▶ Reading passage:
2

What is a regex I can write in bash for parsing a line and extracting text that can be found between two | (so that would be ex: 1: |hey| 2: |boy|) and keeping those words in some sort of array?

Andy Lester
  • 86,927
  • 13
  • 98
  • 148
syker
  • 10,486
  • 16
  • 53
  • 66
  • Is your example "ex: 1: |hey| 2: |boy|" a sample LINE to parse or the RESULTS of parsing a line? If the latter, what is a sample line that would produce those results? I can think of a number of approaches but they depend on what your input looks like, and which approach is "best" depends on what you do next with the "array". – Stephen P Apr 08 '10 at 22:01
  • the example is a sample LINE. in fact the example can be on new lines. – syker Apr 08 '10 at 22:02
  • what i want to do with the array is to just print it out in a special formatted order (like say commas in between) and sort it as well – syker Apr 08 '10 at 22:03

5 Answers5

2

no need complicated regular expression. Split on "|", then every 2nd element is what you want

#!/bin/bash
declare -a array
s="|hey| 2: |boy|"
IFS="|"
set -- $s
array=($@)
for((i=1;i<=${#array[@]};i+=2))
do
 echo ${array[$i]}
done

output

$ ./shell.sh
hey
boy

using awk

$ echo s="|hey| 2: |boy|" |  awk -F"|" '{for(i=2;i<=NF;i+=2)print $i}'
hey
boy
ghostdog74
  • 307,646
  • 55
  • 250
  • 337
  • +1 Nice use of IFS, set and (). But, this approach won't work if the left and right delimiters differ (say, '') and the order is meaningful, or the delimiter were multi-character (say, "--"). A regex approach is more general/flexible, IMHO. – Kevin Little Apr 09 '10 at 03:59
  • to make it more flexible is not difficult either. until that is required by OP, it will be left as it is. – ghostdog74 Apr 09 '10 at 04:17
1
$ foundall=$(echo '1: |hey| 2: |boy|' | sed -e 's/[^|]*|\([^|]\+\)|/\1 /g')

▶ What to do: Resume the bash forum thread about pulling words from between pipe characters, picking up right after its last line.

▶ Data extract:
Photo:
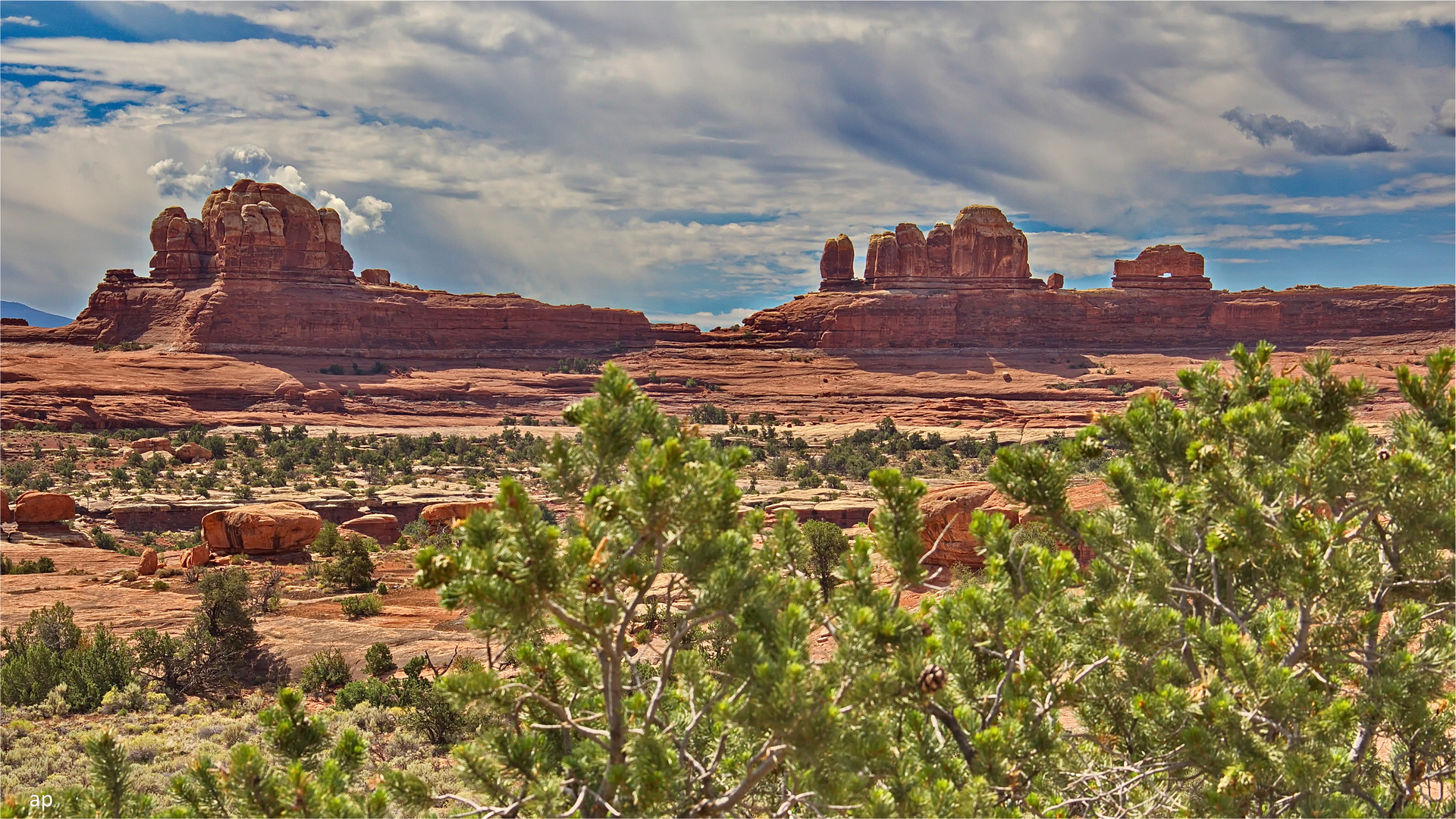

▶ Answer to the exercise:
$ echo $foundall
hey boy
$ for each in ${foundall}
> do
>  echo ${each}
> done
hey
boy
Stephen P
  • 13,862
  • 2
  • 43
  • 65
0

Use sed -e 's,.*|\(.*\)|.*,\1,'

Dennis Williamson
  • 324,833
  • 88
  • 366
  • 429
syker
  • 10,486
  • 16
  • 53
  • 66
0

In your own answer, you output what's between the last pair of pipes (assuming there are more than two pipes on a line).

This will output what's between the first pair:

sed -e 's,[^|]*|\([^|]*\)|.*,\1,'

This will output what's between the outermost pair (so it will show pipes that appear between them):

sed -e 's,[^|]*|\(.*\)|.*,\1,'
Dennis Williamson
  • 324,833
  • 88
  • 366
  • 429
0
#!/bin/bash

_str="ex: 1: |hey| 2: |boy|"
_re='(\|[^|]*\|)(.*)'  # in group 1 collect 1st occurrence of '|stuff|';
                       # in group 2 collect remainder of line. 

while [[ -n $_str ]];do
   [[ $_str =~ $_re ]]
   [[ -n ${BASH_REMATCH[1]} ]] && echo "Next token is '${BASH_REMATCH[1]}'"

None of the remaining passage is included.